RECORDS PROVIDED:
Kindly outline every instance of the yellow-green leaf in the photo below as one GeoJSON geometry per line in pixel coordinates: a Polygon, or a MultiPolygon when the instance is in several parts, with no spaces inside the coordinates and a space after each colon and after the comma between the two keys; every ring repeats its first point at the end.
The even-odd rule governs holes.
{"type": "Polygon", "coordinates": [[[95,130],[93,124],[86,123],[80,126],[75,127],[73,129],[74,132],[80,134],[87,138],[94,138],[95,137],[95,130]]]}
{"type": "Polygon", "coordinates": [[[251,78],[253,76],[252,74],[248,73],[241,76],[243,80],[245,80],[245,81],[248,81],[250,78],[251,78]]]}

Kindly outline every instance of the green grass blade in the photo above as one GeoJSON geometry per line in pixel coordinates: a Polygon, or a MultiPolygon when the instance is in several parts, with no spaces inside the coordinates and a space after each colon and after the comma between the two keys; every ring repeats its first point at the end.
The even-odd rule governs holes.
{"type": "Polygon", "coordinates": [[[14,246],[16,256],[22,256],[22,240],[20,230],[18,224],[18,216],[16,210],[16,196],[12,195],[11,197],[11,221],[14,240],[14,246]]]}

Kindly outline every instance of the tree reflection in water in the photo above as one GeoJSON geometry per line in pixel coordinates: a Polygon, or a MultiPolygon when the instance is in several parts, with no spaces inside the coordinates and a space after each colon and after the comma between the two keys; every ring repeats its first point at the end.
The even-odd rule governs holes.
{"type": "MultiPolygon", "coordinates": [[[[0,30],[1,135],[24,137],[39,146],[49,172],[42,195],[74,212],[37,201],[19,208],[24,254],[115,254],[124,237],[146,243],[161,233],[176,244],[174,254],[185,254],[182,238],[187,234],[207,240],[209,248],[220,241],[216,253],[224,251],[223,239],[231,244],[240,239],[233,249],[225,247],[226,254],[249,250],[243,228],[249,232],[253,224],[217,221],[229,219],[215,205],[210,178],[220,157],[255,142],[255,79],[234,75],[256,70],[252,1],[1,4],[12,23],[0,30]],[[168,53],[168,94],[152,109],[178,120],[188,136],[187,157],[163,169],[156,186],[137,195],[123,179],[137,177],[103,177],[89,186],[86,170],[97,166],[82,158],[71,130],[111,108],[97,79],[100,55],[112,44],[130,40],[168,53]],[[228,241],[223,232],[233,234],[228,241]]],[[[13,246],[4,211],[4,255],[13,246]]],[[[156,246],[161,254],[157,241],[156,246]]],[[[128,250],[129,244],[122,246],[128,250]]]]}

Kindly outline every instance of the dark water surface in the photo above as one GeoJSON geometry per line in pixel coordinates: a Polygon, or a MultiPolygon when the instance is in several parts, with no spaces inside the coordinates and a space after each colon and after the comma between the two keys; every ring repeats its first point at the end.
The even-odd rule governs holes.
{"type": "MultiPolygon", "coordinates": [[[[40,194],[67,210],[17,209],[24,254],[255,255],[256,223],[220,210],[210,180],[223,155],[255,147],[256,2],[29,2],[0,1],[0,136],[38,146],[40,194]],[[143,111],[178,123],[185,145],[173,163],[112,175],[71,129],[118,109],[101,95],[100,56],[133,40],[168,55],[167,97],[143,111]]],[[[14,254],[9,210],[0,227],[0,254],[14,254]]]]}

WHAT THE EXERCISE ASKS:
Copy out each record from above, exactly.

SOLUTION:
Kindly outline every instance of the yellow-green leaf in the photo below as one GeoJSON geometry per line in pixel coordinates: a Polygon, or a MultiPolygon when the instance is in several parts, with no spaces inside the coordinates and a space after each colon and after the comma between the two keys; every ring repeats its first point at the end.
The even-odd rule governs holes.
{"type": "Polygon", "coordinates": [[[95,130],[93,124],[86,123],[80,126],[75,127],[73,129],[74,132],[80,134],[87,138],[94,138],[95,137],[95,130]]]}
{"type": "Polygon", "coordinates": [[[251,78],[253,76],[252,74],[248,73],[241,76],[243,80],[245,80],[245,81],[248,81],[250,78],[251,78]]]}

Kindly outline every instance of the green grass blade in the photo above as one GeoJSON geometry per line in pixel coordinates: a Polygon, or a MultiPolygon when the instance is in several parts, with no spaces inside the coordinates and a space after each colon and after the comma between the two keys; every ring repeats its first point at the end.
The even-odd rule governs holes.
{"type": "Polygon", "coordinates": [[[14,246],[16,256],[22,256],[22,240],[20,230],[18,224],[18,216],[16,210],[16,196],[12,195],[11,197],[11,221],[14,240],[14,246]]]}

Kindly outline every instance of the tree reflection in water in the photo above as one GeoJSON geometry per line in pixel coordinates: a Polygon, or a MultiPolygon when the instance is in several parts, with no spaces inside the coordinates and a space after each colon and after the comma between the two keys; every ring repeats its first point at the end.
The even-odd rule governs holes.
{"type": "MultiPolygon", "coordinates": [[[[0,30],[1,135],[24,137],[39,146],[49,172],[42,195],[74,212],[37,201],[19,208],[24,254],[115,254],[124,237],[146,243],[161,233],[176,244],[174,254],[185,254],[182,238],[187,234],[207,240],[209,248],[220,241],[216,253],[224,251],[223,239],[231,244],[240,239],[233,249],[225,247],[226,254],[249,250],[243,228],[249,232],[253,224],[217,221],[229,219],[215,205],[210,178],[220,157],[255,142],[255,79],[234,75],[256,70],[252,1],[1,4],[12,23],[0,30]],[[168,53],[168,94],[152,109],[178,120],[188,136],[187,157],[163,169],[156,186],[137,195],[123,179],[137,177],[103,177],[89,186],[86,170],[97,166],[82,158],[71,130],[111,108],[97,79],[100,55],[112,44],[130,40],[168,53]],[[228,241],[223,232],[233,234],[228,241]]],[[[13,246],[4,211],[4,255],[13,246]]],[[[156,246],[161,254],[157,241],[156,246]]],[[[128,250],[129,244],[122,246],[128,250]]]]}

Kindly outline every instance of the dark water surface in the photo above as one GeoJSON geometry per line in pixel coordinates: a Polygon, or a MultiPolygon when the instance is in several parts, with no spaces inside the coordinates and a space after each colon and after the comma between the two keys; every ring repeats its first point at the end.
The even-odd rule governs holes.
{"type": "MultiPolygon", "coordinates": [[[[40,194],[67,210],[17,209],[24,254],[255,255],[256,223],[220,210],[210,180],[223,155],[255,147],[256,2],[29,2],[0,1],[0,136],[38,146],[40,194]],[[143,111],[178,123],[185,145],[173,163],[112,175],[71,129],[118,109],[101,95],[100,56],[133,40],[168,55],[167,97],[143,111]]],[[[14,254],[9,210],[0,227],[0,254],[14,254]]]]}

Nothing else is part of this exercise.